WRITTEN EXERCISE. Rewrite all of the data below as a numbered list, skipping blank lines and leaving out the pictures.

>> Begin EXTRACTED MATERIAL

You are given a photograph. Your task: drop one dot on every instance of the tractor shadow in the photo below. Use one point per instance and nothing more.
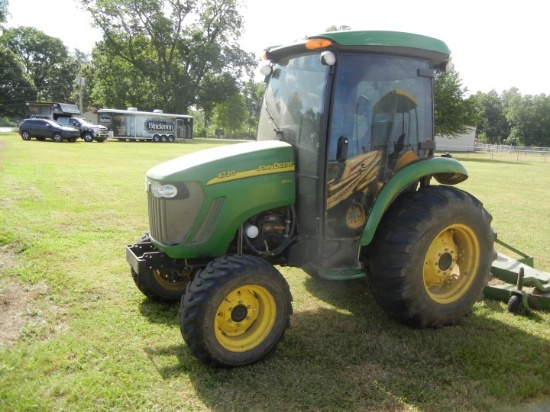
(342, 352)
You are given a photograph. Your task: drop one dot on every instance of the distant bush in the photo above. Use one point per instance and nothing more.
(6, 122)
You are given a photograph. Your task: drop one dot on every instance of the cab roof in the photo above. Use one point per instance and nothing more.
(383, 42)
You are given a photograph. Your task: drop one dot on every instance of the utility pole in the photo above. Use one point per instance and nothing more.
(81, 81)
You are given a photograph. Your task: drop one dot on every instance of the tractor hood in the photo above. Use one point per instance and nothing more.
(227, 163)
(197, 202)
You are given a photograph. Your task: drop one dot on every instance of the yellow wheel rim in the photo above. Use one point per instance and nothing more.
(451, 263)
(244, 318)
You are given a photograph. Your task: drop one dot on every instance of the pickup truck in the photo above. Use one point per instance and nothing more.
(88, 131)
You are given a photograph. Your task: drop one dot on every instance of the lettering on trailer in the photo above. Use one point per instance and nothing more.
(159, 125)
(104, 119)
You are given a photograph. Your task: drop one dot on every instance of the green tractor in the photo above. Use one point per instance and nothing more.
(341, 182)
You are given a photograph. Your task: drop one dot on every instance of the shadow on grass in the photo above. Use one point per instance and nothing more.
(472, 160)
(350, 355)
(155, 312)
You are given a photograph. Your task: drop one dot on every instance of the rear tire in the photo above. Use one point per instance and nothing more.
(235, 311)
(431, 257)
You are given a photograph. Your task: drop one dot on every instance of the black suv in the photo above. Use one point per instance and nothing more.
(88, 131)
(44, 128)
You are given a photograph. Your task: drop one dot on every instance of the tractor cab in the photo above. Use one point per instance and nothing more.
(354, 115)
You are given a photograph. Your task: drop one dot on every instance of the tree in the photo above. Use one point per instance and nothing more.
(3, 10)
(253, 94)
(46, 61)
(167, 53)
(453, 112)
(231, 114)
(16, 88)
(529, 118)
(492, 126)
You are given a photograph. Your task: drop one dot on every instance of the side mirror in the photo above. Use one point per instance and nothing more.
(342, 149)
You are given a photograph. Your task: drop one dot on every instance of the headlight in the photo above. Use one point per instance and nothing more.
(166, 191)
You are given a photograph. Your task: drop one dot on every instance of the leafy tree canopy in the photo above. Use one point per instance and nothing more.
(45, 60)
(453, 112)
(16, 87)
(3, 10)
(165, 54)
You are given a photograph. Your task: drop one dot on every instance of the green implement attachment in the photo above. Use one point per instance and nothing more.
(518, 283)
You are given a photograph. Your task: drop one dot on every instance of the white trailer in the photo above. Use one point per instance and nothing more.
(157, 126)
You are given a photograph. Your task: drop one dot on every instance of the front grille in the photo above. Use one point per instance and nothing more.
(170, 220)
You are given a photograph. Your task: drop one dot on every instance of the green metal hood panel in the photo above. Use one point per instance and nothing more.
(238, 181)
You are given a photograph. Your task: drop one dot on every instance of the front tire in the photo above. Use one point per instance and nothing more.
(235, 311)
(431, 257)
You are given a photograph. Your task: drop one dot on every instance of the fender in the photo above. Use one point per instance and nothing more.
(446, 171)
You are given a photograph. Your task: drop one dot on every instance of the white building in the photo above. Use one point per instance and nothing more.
(460, 143)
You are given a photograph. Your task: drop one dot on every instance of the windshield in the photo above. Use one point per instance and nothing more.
(292, 110)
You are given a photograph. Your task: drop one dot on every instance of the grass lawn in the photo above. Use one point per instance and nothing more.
(76, 334)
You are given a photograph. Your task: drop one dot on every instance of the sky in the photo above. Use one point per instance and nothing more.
(495, 44)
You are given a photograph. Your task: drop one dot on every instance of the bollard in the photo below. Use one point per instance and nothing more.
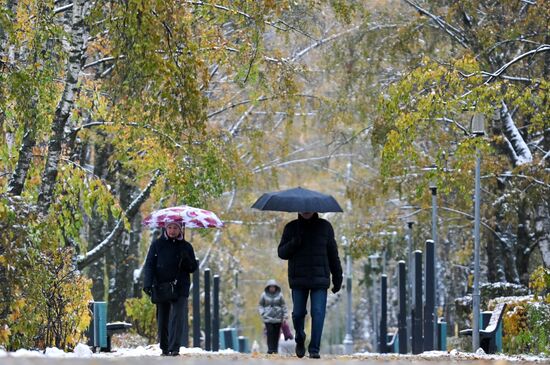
(97, 332)
(185, 329)
(417, 340)
(207, 318)
(429, 307)
(441, 335)
(228, 339)
(196, 309)
(216, 315)
(244, 345)
(382, 338)
(402, 317)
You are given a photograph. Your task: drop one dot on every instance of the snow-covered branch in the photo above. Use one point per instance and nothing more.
(335, 36)
(75, 131)
(301, 160)
(497, 73)
(518, 149)
(454, 32)
(66, 103)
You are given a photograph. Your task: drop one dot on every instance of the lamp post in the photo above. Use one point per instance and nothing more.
(375, 265)
(433, 189)
(410, 287)
(478, 130)
(348, 339)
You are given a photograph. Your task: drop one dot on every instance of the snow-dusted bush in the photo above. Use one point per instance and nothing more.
(44, 297)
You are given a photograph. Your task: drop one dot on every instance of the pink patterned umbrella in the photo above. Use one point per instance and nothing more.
(188, 216)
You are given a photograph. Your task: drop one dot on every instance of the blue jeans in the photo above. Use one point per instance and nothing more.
(318, 308)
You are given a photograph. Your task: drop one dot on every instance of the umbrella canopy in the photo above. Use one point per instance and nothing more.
(185, 215)
(297, 200)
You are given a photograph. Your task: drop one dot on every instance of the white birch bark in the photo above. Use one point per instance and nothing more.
(66, 104)
(101, 248)
(542, 232)
(518, 149)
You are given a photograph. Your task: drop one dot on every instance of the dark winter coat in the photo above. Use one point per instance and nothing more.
(163, 259)
(312, 254)
(272, 306)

>> End EXTRACTED MATERIAL

SOLUTION FOR THIS PROBLEM.
1. You are given a photograph. Your task: drop one dot on every instance of the tractor shadow in the photo below. Use one point per instance and nothing more.
2. (342, 352)
3. You are given a photograph. Your task: drop one dot on every instance of the distant bush in the photo above. Use one point per instance and nothing more.
4. (6, 122)
5. You are given a photograph. Your task: drop one dot on every instance of the cab roof in the photo above. Use one point per instance and nothing more.
6. (383, 42)
7. You are given a photograph. Your task: drop one dot on every instance of the utility pole in the photo above. Use one point per instance and nothing more.
8. (81, 81)
9. You are given a photograph. Your task: drop one dot on every instance of the tractor hood in the photo above. Use one point per instance and nothing more.
10. (227, 163)
11. (197, 202)
12. You are given a photograph. Your task: drop one dot on every instance of the yellow wheel rim in the photo above. Use one point per instance and nothing more.
13. (451, 263)
14. (244, 318)
15. You are given a photograph. Your task: drop one dot on every instance of the pickup truck in the photo above. Use one point per instance and nothing more.
16. (88, 131)
17. You are given a photograph. Your task: drop one dot on every instance of the lettering on trailer in the photo above. Use one point per instance and nothing more.
18. (159, 125)
19. (104, 119)
20. You are given a photograph. Your task: drop one dot on every instance of the green tractor in the photo above. Use one point per instance and nothing more.
21. (341, 182)
22. You are given a photograph. Your task: drop one dot on every instance of the shadow on grass in the photo above. Use one point per instance and nothing more.
23. (472, 160)
24. (350, 355)
25. (155, 312)
26. You are given a photograph. Your task: drop one dot on every instance of the rear tire in the photo above. Use one point per instance and nothing more.
27. (235, 311)
28. (431, 257)
29. You are given a photograph. Your task: drop one dot on every instance of the black suv in the photo above. Use one point per instance and nothing more.
30. (88, 131)
31. (44, 128)
32. You are given a photograph. Your task: drop one dot on every instance of the tractor cab in the photo above. Use one point per instance and nothing more.
33. (354, 115)
34. You are given a photograph. Your task: drop one dot on every instance of the tree in the photo above. Use one point per instance and nothing more.
35. (3, 10)
36. (253, 94)
37. (46, 61)
38. (167, 53)
39. (453, 112)
40. (231, 114)
41. (16, 88)
42. (529, 118)
43. (492, 126)
44. You are given a photograph. Your task: drop one dot on every instance of the side mirror in the photo above. Use one point per instance and nothing more.
45. (342, 149)
46. You are given a photograph. Your task: drop one dot on every instance of the headlight in the photo above. Use one point per instance and nothing more.
47. (166, 191)
48. You are given a photograph. Your task: drop one dot on every instance of the leafy tree canopy in the photo above. Use one point per instance and nothing more.
49. (45, 60)
50. (453, 112)
51. (16, 87)
52. (3, 10)
53. (165, 54)
54. You are given a photograph. Your task: drop one dot on every instance of the green implement attachment in the photo above. Use one point per instance and nothing more.
55. (518, 283)
56. You are given a photograph. Your task: drop one dot on every instance of the white trailer in the photo above. Use one point per instance and nothing more.
57. (157, 126)
58. You are given a photograph. Your task: drop one dot on every instance of the front grille in the photo above. Use one point per instance and nothing more.
59. (170, 220)
60. You are given a photograph. Your task: drop one dot on every instance of the green metal hood panel in the photo above. Use one point per instance and nothing more.
61. (238, 181)
62. You are given a photograph. Your task: drop one dot on every instance of the front tire in the photo above. Use one point per instance and nothing more.
63. (235, 311)
64. (431, 257)
65. You are given a photograph. Your task: drop one dot on every instance of the fender in the photo above. Use one point per instance and nothing more.
66. (446, 171)
67. You are given a photograph. Your task: drop one dot on every instance of the white building in the photo above. Use one point per instance and nothing more.
68. (460, 143)
69. You are given a photograph. Your task: drop one dot on every instance of the windshield in the photo above. Use one point per instance and nothing more.
70. (292, 110)
71. You are given a photograph. Your task: drop one dot on every instance of the grass lawn in the photo above. Use one point per instance and nothing more.
72. (76, 334)
73. You are given a photograph. Your task: drop one dot on every instance of the sky in the photo above. Use one point per instance and nothing more.
74. (495, 44)
75. You are given a photograph. Your task: drop one dot on every instance of the bollard in the photo below. Use one point per instance and nothing more.
76. (97, 332)
77. (185, 329)
78. (417, 340)
79. (207, 318)
80. (429, 307)
81. (441, 335)
82. (228, 339)
83. (196, 309)
84. (216, 315)
85. (244, 345)
86. (382, 338)
87. (402, 317)
88. You are given a photograph. Your task: drop one dot on every instance of the snow-covered branch in the photo above. Use one point per instance and nothing more.
89. (335, 36)
90. (75, 131)
91. (301, 160)
92. (497, 73)
93. (518, 149)
94. (454, 32)
95. (66, 103)
96. You are given a photograph. Your task: drop one dot on every instance of the lamp post in the photo above. Use one point per instance and nothing more.
97. (375, 265)
98. (433, 189)
99. (410, 287)
100. (478, 130)
101. (348, 339)
102. You are given a photograph. Your task: drop one dot on every instance of the snow-dusted bush in the photo above. Use one point per instance and nothing more.
103. (44, 297)
104. You are given a photograph. Your task: drop one dot on every instance of the pink patterned umbrella in the photo above. Use one point per instance and nothing more.
105. (188, 216)
106. You are given a photograph. Your task: drop one dot on every instance of the blue jeans in the photo above. Use one point per instance and nothing more.
107. (318, 308)
108. You are given a photograph. Your task: drop one dot on every instance of the umbrella canopy in the photo above. Use one point per instance and nothing more.
109. (185, 215)
110. (297, 200)
111. You are given a photograph. Your task: drop one dot on every instance of the white birch bark in the photo above. Use one point per instance and nothing more.
112. (66, 104)
113. (101, 248)
114. (542, 232)
115. (518, 149)
116. You are given a photograph. Your task: drop one dot on every instance of the dark winter coat in the photo above. Use one point per instance and nothing more.
117. (163, 259)
118. (312, 254)
119. (272, 306)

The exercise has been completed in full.